Exercise prompt
Repeat the records from the start through the line that contains "[[657, 493]]", inclusive, leaving the requests unchanged and adding -121 to every coordinate in the answers.

----------

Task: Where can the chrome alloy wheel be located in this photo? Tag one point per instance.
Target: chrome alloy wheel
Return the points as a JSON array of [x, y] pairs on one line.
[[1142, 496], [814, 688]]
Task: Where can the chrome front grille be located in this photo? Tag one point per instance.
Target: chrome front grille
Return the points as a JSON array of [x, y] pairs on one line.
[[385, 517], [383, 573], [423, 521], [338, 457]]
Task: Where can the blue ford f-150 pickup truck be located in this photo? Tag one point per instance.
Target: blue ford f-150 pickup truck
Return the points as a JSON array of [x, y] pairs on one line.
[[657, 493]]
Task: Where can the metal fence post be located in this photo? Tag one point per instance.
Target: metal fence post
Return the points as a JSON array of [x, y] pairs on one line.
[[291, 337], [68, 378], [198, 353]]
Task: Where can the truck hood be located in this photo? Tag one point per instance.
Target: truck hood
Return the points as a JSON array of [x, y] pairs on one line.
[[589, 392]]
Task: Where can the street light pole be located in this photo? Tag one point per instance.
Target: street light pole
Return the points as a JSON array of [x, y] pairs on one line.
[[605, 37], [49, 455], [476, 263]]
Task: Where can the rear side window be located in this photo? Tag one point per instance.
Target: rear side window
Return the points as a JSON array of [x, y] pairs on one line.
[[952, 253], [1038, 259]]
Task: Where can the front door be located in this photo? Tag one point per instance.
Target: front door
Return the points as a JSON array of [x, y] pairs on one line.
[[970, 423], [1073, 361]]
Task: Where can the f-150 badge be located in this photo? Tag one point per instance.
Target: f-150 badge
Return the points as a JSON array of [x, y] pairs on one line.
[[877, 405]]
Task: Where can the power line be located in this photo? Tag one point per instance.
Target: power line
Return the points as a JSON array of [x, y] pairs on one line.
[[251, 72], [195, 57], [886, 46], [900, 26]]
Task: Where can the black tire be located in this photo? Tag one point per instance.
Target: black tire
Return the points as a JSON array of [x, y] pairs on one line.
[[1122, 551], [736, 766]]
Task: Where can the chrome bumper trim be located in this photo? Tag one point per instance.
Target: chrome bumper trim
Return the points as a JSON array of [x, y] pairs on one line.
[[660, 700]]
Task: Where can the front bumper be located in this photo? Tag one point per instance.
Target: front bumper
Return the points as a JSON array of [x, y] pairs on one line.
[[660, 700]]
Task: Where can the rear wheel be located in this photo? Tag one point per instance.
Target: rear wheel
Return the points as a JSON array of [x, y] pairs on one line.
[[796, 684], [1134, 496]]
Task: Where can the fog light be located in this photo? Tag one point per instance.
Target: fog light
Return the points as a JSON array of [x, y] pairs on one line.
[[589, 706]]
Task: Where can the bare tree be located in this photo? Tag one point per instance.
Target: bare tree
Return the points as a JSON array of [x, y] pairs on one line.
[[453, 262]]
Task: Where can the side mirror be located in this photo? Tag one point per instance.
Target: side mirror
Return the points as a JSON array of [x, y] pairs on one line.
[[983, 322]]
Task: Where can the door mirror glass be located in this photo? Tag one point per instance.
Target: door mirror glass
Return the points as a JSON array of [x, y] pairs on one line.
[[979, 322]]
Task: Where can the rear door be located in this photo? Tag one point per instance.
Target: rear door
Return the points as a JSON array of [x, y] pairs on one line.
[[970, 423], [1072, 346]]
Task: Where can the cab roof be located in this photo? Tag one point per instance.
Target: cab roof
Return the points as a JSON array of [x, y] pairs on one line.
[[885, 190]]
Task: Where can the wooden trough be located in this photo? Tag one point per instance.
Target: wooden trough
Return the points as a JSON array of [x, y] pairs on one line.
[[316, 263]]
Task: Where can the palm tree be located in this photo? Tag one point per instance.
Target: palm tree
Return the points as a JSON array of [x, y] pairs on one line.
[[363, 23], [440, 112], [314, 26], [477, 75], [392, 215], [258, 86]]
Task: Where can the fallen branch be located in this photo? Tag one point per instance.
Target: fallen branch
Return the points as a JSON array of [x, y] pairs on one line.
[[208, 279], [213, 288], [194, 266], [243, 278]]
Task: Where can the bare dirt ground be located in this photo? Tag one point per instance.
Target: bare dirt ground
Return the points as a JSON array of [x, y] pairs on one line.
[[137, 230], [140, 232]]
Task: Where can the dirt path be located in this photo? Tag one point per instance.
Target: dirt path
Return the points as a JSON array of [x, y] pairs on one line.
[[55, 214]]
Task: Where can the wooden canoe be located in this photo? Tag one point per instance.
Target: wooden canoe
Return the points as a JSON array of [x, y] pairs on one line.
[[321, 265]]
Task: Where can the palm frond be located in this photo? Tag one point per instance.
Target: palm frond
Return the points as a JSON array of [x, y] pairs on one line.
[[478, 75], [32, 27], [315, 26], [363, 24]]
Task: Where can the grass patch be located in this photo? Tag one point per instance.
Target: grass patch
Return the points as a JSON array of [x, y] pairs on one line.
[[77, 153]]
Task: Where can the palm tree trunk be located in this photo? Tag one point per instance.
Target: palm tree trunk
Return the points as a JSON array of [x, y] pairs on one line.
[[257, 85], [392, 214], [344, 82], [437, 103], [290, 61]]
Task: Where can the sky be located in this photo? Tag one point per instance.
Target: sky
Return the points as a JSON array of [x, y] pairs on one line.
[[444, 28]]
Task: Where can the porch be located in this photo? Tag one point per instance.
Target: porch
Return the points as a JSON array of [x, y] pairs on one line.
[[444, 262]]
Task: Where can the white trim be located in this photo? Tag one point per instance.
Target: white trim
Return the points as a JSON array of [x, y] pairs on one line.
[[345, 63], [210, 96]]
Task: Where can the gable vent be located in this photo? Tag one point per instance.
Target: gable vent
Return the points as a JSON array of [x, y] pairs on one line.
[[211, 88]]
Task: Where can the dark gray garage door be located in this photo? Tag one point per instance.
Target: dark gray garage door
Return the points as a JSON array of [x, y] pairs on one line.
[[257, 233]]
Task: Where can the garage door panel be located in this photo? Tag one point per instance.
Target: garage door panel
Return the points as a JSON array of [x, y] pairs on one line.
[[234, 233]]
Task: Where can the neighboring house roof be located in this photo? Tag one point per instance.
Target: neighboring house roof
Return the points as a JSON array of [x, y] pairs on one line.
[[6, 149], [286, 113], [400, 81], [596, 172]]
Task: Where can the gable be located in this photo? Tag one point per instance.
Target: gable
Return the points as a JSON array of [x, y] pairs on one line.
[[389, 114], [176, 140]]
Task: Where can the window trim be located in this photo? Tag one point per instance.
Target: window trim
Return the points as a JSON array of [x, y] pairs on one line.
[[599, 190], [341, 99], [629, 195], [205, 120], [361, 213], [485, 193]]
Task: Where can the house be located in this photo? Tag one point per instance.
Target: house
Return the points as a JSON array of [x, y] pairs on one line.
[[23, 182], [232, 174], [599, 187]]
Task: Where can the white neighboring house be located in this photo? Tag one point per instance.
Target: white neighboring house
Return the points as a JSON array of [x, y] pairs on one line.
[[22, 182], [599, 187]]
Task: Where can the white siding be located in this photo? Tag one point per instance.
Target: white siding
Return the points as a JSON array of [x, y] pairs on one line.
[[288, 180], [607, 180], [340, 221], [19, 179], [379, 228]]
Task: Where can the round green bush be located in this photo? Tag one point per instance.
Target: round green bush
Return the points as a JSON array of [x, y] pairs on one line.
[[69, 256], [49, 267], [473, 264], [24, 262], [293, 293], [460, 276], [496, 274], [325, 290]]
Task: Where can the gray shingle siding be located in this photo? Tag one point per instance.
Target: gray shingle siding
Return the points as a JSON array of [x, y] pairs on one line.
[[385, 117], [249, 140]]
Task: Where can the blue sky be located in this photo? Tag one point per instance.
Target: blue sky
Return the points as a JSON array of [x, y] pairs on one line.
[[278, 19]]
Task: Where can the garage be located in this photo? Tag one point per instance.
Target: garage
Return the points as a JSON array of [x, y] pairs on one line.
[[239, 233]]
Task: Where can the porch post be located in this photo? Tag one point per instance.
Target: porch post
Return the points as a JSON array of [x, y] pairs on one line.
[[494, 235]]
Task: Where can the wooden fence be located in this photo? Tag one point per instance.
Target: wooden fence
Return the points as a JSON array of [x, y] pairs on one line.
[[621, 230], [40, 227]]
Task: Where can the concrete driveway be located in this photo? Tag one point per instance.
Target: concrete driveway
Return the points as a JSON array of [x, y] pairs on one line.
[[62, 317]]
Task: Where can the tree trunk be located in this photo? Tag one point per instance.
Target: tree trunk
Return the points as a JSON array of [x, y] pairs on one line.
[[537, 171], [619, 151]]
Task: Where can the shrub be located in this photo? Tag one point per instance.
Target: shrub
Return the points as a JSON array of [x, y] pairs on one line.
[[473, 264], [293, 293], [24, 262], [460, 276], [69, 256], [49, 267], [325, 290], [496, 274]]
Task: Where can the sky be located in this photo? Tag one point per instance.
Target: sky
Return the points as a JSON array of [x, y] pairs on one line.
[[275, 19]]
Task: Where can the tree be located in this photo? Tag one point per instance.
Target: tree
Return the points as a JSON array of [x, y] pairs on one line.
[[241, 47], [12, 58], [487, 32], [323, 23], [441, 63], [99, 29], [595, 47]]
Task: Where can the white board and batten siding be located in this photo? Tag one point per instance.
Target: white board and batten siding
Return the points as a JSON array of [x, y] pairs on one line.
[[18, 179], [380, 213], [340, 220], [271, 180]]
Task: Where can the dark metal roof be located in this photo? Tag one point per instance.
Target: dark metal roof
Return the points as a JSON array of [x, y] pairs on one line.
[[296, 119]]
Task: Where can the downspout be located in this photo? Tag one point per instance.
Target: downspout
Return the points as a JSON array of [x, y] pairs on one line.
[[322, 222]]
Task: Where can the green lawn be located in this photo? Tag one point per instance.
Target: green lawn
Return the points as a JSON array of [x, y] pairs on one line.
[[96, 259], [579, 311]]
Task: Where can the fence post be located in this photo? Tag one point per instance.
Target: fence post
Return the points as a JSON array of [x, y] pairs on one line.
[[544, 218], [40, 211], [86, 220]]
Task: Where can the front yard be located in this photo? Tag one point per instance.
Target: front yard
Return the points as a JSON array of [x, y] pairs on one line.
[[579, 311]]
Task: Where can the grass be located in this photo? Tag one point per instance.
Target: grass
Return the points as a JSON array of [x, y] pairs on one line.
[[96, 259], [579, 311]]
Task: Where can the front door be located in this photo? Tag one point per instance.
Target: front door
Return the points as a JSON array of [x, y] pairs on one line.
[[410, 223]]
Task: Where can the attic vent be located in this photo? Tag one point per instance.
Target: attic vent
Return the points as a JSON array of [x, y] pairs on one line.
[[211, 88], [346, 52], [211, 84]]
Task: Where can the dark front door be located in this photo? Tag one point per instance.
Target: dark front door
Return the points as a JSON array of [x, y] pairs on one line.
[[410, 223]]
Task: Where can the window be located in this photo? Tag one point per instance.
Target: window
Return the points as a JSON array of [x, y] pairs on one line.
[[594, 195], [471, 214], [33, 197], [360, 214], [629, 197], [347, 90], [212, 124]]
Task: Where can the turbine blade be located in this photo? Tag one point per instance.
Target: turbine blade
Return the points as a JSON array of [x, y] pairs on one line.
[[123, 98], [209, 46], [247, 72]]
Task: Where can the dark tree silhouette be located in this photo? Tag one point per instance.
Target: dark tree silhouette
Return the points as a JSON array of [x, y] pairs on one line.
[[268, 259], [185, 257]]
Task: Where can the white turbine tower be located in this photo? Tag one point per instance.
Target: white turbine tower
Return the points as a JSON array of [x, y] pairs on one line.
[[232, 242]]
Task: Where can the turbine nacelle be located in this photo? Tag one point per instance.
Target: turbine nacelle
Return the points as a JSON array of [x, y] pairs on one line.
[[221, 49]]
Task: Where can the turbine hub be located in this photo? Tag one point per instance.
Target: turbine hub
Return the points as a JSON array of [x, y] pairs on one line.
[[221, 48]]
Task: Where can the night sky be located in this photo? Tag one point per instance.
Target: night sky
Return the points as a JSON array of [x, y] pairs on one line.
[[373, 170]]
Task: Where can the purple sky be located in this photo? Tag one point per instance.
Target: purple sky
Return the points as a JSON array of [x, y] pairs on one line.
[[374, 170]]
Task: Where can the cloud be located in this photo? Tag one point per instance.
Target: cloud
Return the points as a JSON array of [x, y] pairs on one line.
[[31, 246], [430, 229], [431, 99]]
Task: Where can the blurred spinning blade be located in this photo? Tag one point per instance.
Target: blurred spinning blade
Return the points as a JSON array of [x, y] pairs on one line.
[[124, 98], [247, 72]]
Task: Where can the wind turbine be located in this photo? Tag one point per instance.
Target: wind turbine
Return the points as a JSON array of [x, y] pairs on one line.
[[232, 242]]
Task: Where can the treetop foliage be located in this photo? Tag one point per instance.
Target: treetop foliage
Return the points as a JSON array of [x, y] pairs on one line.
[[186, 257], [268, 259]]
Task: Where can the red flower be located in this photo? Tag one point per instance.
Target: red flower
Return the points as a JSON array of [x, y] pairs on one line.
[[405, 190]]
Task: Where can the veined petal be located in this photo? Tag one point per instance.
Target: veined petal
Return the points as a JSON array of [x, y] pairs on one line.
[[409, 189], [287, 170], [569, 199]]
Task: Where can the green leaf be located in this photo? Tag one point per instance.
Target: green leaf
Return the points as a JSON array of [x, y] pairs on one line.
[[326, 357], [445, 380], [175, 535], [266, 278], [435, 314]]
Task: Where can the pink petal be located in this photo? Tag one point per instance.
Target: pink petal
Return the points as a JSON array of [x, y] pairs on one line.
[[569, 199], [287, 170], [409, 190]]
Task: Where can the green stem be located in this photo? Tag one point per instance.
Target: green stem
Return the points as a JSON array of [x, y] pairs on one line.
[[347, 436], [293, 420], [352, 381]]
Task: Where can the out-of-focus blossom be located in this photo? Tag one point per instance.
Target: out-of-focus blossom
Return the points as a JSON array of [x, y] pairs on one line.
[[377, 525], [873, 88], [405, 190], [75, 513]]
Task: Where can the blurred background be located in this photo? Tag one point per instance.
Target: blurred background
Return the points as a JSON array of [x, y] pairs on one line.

----------

Worked answer
Task: Where can the chrome alloy wheel be located in this photo? Tag one point per instance.
Target: chrome alloy wheel
Return the points as a JSON array of [x, y] pairs on one line.
[[1021, 375], [693, 567]]
Task: Where can the chrome front grille be located in this photo? Tag one point per instance.
Target: chrome front grille
Return the points as a JSON array of [x, y] pairs on one line.
[[264, 396], [262, 452], [302, 400], [217, 336]]
Task: Where can the blue ford f-150 pickup truck be located in this photo? Tag one point per instance.
Target: blue ford f-150 pickup truck
Return the points as a JSON array of [x, y] pairs on one line.
[[536, 372]]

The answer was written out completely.